ACTIVITY
Answer these questions using the article below on Lebanon's new banking rules:
(a) Up to how much may depositors withdraw each month?
(b) What must banks have before changing a deposit from dollars to Lebanese pounds?
(c) Who said the government would soon present a draft law to standardize the controls?

Khazen

by aawsat.com — Lebanon’s public prosecutor has agreed with commercial banks a set of rules aimed at protecting the rights of depositors, state news agency NNA reported on Tuesday, potentially easing restrictions on deposits amid a dollar shortage. Lebanese banks, fearing capital flight and grappling with an acute hard currency crunch, have imposed tight controls on withdrawals and transfers abroad, drawing outrage from depositors unable to access their savings. The agreement, which appears to be an attempt in part to standardize rules across the sector, states banks must transfer foreign currency abroad for payment of school fees, medical costs, taxes and “all that is necessary,” as well as for imports of medical supplies, foodstuffs not produced in Lebanon, and goods deemed critical by the central bank, NNA reported. These include lenders allowing depositors to withdraw up to 25 million Lebanese pounds a month (around $16,500 under the official exchange rate). Other measures include allowing transfers abroad in hard currency for education fees, medical bills, tax purposes, “and everything else necessary,” NNA said. Banks would not be allowed to withhold any part of money freshly transferred into a Lebanese account.

Banks must also pay out in full any hard currency transferred into Lebanon from abroad and refrain from changing any deposits from dollars to Lebanese pounds without customer consent, NNA reported. An official at the public prosecutor’s office confirmed the new rules, but did not provide further comment. The rules come days after Lebanon announced it would not meet its upcoming debt payments in order to preserve dwindling foreign currency reserves to cover essential imports. The central bank governor has called for capital controls to be standardized so depositors are treated equally and fairly and Prime Minister Hassan Diab said the government would soon present a draft law to standardize the controls.

MATERIAL PROVIDED
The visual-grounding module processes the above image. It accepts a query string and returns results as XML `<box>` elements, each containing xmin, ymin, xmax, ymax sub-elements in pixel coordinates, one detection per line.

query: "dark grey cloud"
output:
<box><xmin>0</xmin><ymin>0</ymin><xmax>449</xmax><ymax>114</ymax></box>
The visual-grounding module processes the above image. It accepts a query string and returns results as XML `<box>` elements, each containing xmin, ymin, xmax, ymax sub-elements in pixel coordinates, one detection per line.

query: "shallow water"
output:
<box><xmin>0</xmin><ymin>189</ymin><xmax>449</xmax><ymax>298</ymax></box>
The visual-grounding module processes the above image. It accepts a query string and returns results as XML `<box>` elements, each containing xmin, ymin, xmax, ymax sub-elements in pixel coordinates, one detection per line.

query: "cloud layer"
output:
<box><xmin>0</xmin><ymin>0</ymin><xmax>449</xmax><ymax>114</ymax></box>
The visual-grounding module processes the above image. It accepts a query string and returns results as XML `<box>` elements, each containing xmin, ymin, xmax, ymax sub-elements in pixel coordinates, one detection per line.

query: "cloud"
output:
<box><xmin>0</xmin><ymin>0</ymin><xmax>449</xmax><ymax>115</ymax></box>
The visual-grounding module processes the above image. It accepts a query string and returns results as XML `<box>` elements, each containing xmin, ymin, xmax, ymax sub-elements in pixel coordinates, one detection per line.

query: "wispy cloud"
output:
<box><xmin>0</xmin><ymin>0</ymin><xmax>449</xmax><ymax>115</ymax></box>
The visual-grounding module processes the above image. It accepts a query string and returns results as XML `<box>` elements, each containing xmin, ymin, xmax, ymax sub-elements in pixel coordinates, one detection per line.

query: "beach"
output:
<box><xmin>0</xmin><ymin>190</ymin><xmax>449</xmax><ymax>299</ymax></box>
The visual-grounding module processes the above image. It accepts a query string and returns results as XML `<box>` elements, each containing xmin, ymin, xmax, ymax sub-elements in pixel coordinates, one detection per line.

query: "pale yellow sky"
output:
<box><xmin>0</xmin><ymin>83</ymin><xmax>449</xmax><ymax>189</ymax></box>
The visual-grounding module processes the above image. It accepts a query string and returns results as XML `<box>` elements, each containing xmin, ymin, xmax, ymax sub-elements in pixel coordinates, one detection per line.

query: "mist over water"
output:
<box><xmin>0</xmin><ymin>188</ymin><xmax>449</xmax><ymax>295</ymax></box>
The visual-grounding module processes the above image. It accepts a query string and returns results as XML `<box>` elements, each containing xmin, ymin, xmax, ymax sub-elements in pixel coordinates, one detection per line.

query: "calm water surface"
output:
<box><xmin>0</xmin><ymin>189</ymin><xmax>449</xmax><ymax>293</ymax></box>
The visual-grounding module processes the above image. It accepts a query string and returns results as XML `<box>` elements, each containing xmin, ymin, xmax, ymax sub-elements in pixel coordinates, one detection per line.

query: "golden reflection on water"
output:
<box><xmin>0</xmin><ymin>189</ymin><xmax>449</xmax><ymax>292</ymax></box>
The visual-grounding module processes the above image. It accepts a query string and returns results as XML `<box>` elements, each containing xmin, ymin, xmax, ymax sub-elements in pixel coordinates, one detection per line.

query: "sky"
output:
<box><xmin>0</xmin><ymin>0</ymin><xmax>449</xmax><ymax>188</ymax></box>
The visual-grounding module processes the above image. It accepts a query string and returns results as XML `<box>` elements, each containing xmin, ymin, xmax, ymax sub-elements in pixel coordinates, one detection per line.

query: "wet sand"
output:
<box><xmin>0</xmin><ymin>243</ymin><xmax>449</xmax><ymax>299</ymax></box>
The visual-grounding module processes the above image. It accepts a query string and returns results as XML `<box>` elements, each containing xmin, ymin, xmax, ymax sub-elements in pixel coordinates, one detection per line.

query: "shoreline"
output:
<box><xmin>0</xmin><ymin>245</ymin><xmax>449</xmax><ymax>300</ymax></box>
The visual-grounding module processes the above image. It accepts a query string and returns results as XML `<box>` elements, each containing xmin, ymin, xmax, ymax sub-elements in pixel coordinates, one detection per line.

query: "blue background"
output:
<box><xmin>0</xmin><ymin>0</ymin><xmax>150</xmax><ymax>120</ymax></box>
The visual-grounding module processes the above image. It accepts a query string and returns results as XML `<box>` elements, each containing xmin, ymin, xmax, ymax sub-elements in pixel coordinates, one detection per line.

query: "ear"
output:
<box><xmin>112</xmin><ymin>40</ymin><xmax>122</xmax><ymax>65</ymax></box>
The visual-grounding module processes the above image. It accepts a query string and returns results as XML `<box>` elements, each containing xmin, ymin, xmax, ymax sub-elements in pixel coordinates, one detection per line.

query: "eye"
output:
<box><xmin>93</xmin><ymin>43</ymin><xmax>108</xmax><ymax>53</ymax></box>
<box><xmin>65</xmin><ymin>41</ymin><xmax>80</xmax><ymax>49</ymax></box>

---

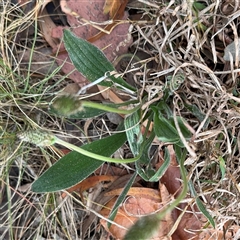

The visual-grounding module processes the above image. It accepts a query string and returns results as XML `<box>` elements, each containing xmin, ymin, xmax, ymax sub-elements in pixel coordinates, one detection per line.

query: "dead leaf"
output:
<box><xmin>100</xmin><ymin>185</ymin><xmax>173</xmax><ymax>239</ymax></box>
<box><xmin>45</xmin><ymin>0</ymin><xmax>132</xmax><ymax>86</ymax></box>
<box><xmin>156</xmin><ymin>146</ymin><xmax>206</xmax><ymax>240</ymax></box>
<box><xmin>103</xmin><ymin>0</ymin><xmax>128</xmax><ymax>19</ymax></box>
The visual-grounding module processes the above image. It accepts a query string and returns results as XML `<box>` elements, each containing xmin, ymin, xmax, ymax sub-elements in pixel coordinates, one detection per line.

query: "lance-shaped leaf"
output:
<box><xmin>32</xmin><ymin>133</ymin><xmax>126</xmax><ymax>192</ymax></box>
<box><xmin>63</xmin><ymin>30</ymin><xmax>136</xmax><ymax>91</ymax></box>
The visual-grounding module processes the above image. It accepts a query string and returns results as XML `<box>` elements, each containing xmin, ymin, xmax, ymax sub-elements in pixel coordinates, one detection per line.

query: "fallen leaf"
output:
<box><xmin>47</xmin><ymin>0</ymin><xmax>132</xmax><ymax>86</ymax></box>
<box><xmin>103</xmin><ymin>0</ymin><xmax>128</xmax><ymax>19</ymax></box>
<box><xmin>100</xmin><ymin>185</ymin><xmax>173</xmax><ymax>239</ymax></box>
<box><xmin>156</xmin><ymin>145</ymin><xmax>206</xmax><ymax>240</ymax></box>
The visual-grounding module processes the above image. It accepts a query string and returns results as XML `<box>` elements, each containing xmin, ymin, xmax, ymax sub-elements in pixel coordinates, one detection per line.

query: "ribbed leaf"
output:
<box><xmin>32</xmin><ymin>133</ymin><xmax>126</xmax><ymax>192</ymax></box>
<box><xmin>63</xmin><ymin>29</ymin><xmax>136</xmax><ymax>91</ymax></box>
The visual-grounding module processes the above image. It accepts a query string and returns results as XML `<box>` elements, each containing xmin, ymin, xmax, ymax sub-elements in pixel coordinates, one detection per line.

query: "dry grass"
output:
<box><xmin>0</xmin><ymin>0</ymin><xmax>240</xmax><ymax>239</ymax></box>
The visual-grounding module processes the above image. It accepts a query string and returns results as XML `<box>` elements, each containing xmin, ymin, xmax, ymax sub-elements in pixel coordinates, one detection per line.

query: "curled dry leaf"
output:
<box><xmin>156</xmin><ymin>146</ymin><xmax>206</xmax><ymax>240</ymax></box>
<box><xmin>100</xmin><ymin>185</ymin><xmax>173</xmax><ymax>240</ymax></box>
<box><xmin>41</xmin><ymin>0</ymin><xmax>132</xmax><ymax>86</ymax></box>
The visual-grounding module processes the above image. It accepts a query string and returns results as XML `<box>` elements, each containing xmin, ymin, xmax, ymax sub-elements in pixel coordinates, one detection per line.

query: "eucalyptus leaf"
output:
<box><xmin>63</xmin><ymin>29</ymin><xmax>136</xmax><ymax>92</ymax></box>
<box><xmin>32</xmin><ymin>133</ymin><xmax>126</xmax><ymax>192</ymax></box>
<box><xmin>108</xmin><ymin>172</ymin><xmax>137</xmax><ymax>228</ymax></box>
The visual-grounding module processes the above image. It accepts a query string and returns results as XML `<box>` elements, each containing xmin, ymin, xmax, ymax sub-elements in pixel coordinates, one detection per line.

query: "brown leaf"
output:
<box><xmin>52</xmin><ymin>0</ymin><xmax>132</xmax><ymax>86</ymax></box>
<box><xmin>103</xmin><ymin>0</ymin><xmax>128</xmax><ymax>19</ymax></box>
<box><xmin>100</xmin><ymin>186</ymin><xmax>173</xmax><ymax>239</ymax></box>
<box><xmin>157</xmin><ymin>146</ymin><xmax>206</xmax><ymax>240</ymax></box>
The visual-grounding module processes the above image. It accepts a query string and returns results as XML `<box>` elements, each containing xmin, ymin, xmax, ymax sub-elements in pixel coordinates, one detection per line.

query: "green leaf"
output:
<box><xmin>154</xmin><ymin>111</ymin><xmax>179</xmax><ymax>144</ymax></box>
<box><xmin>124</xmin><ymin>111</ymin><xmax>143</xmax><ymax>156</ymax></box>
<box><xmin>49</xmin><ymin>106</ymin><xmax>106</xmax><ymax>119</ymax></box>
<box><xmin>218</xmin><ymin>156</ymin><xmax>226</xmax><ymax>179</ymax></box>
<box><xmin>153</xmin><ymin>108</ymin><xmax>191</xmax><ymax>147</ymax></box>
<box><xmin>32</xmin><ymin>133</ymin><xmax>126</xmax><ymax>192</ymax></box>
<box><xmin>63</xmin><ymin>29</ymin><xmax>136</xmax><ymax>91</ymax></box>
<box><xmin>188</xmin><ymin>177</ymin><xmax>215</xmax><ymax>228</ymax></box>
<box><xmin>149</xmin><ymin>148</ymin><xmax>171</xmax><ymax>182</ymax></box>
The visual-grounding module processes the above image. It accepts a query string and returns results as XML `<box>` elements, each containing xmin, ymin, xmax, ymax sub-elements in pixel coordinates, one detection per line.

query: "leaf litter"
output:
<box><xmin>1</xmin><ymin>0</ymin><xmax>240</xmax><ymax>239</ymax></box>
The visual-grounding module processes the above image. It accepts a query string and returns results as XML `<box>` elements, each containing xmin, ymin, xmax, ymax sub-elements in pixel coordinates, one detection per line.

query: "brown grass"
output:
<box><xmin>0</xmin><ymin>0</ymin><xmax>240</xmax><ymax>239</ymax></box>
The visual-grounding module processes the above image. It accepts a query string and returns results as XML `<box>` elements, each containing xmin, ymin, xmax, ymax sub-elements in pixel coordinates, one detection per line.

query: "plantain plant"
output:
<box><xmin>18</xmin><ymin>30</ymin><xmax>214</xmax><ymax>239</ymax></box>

* * *

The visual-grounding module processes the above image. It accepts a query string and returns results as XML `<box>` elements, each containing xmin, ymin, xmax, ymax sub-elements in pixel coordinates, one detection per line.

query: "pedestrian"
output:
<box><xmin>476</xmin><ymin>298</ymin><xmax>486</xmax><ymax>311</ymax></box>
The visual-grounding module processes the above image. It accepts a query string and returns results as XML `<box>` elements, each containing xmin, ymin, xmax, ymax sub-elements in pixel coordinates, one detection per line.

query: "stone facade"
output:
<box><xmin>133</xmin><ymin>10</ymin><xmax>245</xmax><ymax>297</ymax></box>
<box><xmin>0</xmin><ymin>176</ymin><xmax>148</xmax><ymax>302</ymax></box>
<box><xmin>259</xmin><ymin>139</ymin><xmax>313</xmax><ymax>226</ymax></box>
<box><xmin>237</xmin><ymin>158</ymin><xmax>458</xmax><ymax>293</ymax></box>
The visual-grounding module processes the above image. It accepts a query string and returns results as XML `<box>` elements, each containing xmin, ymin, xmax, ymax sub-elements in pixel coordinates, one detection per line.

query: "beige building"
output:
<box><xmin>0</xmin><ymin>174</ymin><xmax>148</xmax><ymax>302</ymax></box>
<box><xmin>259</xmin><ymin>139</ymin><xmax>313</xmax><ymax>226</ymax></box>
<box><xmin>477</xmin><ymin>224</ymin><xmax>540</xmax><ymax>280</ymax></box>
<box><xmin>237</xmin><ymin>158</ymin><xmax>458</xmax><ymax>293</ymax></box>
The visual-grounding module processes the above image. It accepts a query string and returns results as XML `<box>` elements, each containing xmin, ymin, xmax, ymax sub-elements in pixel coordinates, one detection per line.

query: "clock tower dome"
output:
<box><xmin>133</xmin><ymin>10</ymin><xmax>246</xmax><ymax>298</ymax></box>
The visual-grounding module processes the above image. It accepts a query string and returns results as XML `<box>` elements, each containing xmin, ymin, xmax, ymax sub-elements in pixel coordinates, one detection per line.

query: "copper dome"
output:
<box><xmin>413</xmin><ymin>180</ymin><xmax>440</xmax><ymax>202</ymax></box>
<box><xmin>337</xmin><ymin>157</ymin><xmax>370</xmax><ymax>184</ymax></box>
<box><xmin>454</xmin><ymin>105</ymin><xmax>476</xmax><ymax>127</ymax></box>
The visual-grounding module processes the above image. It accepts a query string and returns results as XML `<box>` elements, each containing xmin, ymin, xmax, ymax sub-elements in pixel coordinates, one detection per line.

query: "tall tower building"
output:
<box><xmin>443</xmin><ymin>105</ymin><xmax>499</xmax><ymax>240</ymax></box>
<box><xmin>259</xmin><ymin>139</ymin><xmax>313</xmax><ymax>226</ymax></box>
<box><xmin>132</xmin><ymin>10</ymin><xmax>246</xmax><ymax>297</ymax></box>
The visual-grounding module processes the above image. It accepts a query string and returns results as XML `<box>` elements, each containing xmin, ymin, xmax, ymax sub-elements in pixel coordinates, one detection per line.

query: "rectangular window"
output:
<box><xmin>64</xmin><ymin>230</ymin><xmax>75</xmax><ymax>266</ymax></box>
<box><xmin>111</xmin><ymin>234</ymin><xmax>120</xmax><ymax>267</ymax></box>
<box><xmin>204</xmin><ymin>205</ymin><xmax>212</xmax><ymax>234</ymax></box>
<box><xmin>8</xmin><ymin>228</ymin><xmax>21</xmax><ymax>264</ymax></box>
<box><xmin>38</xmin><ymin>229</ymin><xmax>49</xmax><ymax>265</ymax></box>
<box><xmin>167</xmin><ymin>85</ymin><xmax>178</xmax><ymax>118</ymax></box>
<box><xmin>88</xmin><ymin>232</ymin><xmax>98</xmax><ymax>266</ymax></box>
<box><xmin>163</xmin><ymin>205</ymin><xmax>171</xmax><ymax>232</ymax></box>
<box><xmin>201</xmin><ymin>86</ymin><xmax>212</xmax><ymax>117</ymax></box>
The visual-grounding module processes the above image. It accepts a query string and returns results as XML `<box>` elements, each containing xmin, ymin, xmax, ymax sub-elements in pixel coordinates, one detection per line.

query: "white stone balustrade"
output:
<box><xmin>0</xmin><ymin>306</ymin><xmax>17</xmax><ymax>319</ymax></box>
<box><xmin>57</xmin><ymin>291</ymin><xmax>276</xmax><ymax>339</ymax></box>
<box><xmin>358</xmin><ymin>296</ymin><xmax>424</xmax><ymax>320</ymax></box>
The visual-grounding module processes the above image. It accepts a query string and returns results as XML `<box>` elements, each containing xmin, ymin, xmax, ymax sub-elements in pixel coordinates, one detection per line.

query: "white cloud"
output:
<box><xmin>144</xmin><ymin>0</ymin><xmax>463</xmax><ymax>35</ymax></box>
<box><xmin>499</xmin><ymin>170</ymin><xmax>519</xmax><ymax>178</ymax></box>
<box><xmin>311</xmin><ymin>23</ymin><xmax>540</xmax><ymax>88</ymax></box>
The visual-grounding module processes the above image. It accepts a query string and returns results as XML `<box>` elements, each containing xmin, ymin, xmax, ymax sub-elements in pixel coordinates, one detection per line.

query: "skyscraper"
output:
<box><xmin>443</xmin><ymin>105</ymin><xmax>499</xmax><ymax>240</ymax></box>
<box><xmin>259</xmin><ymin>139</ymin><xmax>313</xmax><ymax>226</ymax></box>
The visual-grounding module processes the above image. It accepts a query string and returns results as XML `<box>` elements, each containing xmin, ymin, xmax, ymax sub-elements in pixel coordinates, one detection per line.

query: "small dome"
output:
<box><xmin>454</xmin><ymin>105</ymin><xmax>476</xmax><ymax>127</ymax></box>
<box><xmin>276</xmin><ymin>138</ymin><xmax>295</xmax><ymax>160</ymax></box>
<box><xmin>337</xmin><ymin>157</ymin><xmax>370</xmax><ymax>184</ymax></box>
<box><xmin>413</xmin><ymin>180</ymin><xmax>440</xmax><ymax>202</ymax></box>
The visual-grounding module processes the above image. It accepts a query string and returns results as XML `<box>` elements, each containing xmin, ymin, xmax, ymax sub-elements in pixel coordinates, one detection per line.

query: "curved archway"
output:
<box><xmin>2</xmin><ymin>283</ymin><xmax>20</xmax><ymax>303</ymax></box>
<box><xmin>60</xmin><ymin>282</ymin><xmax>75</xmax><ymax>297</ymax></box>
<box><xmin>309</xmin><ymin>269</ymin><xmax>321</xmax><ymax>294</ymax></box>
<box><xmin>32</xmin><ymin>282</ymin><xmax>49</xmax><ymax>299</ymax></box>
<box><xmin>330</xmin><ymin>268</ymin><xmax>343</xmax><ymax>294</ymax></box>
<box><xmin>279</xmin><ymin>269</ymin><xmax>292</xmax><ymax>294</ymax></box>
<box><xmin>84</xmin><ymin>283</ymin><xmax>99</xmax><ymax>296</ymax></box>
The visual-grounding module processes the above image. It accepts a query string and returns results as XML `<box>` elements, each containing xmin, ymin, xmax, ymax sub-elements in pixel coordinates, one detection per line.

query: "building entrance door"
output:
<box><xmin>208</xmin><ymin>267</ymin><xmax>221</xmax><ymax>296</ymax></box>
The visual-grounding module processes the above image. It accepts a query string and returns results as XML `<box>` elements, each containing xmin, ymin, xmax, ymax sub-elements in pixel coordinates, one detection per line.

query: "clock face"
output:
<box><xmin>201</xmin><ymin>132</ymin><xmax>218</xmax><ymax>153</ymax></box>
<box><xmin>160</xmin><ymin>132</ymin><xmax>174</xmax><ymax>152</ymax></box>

YOUR SOLUTION
(a) Up to 25 million Lebanese pounds a month, around $16,500 at the official exchange rate.
(b) The customer's consent.
(c) Prime Minister Hassan Diab.